▶ _Provided entries_:
++++++
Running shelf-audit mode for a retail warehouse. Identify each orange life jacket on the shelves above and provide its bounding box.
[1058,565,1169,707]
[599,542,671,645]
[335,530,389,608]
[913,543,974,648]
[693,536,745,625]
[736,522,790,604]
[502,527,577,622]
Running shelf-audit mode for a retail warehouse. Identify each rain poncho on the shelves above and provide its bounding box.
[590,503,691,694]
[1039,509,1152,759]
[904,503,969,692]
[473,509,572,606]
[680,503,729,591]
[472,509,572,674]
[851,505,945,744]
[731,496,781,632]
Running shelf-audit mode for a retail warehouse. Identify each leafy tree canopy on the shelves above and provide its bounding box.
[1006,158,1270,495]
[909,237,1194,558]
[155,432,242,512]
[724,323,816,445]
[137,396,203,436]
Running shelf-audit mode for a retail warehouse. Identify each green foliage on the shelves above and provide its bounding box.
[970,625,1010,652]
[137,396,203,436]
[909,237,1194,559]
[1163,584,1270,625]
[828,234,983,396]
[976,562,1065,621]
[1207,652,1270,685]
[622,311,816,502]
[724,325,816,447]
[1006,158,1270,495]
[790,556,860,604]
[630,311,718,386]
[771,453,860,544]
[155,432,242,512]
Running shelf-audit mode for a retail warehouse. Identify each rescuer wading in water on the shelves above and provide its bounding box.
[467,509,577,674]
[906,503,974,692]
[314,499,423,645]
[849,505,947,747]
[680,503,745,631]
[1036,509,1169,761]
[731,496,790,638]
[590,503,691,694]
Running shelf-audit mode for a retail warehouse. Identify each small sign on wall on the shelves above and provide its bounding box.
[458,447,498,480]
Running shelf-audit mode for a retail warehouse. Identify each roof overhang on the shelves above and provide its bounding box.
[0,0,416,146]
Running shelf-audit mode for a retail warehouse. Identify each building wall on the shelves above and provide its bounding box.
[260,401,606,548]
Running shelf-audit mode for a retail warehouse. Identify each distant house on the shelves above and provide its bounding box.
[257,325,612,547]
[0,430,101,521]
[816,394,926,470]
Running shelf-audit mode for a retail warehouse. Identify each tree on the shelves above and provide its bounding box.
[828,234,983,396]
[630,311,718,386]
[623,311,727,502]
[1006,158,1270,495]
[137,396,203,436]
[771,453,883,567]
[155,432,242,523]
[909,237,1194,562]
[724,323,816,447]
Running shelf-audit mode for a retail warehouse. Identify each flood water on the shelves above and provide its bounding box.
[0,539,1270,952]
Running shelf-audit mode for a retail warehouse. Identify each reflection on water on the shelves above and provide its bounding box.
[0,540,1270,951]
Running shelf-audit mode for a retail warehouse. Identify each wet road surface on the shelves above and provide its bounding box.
++++++
▶ _Task brief_:
Retype every row above word for word, in the same order.

▶ _Complete output_:
Running shelf-audit mode for a retail warehouse. Identify each orange life jacket on the shelves above and provide its bounding box.
[1058,565,1169,707]
[599,542,671,645]
[335,530,389,608]
[913,543,974,648]
[693,536,745,625]
[736,522,790,604]
[502,527,577,622]
Running shelf-audit mode for a retail warehouse. Identify each rain poncho on the shelves above and provide its bounding box.
[590,503,691,694]
[1039,509,1152,759]
[904,503,969,692]
[473,509,572,606]
[680,503,729,591]
[472,509,572,674]
[851,505,945,744]
[731,496,781,632]
Running shelf-audit mode for a retail warehouse. Identify each leafy tree canopy on the shelves above and provide its bounding box.
[1006,158,1270,495]
[909,237,1194,558]
[155,432,242,512]
[724,323,816,445]
[137,396,203,436]
Running shelf-audit mode for a retail warehouse. Identify each green foliage on the shelves above and provide its bounding box.
[970,625,1010,652]
[137,396,203,436]
[909,237,1194,559]
[1163,584,1270,625]
[828,234,983,396]
[976,562,1065,621]
[1207,652,1270,685]
[622,311,816,502]
[724,325,816,447]
[1006,158,1270,495]
[790,556,860,604]
[630,311,718,386]
[771,453,860,544]
[155,432,242,512]
Running shelf-audit mode for a retail warehouse. Identify each rescuer wading in water on the shelves above and provide its bounding box.
[467,509,577,674]
[906,503,974,692]
[314,499,423,645]
[849,505,947,747]
[680,503,745,631]
[1036,509,1169,761]
[731,496,790,638]
[590,503,691,694]
Running shelf-audit mode for a retail warehouse. Identify each small sign on wall on the shelves above and provide its bounding box.
[458,447,498,480]
Running shelf-audit mode for a retail warehouse. Identify each roof overhang on the shelves above and provide its bounding box.
[0,0,416,146]
Running shelf-audit mode for a retail warehouse. Identify each building wall on the shelves above and provide its bounding box.
[260,401,606,548]
Running shelf-audit mode for a retail warehouse. Identify each distant house on the shelves above and provide its bounding box.
[257,325,612,547]
[0,430,101,521]
[816,394,926,470]
Running shelf-audit mode for a retail warehouse. Identify each tree on the shelves above and provide its bounding box.
[828,234,983,396]
[630,311,718,386]
[623,311,727,502]
[1006,158,1270,495]
[137,396,203,436]
[771,453,883,567]
[155,432,242,523]
[909,237,1194,562]
[724,323,816,447]
Running shelf-audit mode for a retail warehouse. Identify each flood water on the shelves above and provide its bounding box.
[0,539,1270,952]
Running shelf-audit mode for a retail warehouse. Identify each reflection on water on the shelves above and provide its bounding box.
[0,540,1270,951]
Running shelf-audit mode for a retail warehouse. Identify each wet road surface on the shelves above and provide its bounding box.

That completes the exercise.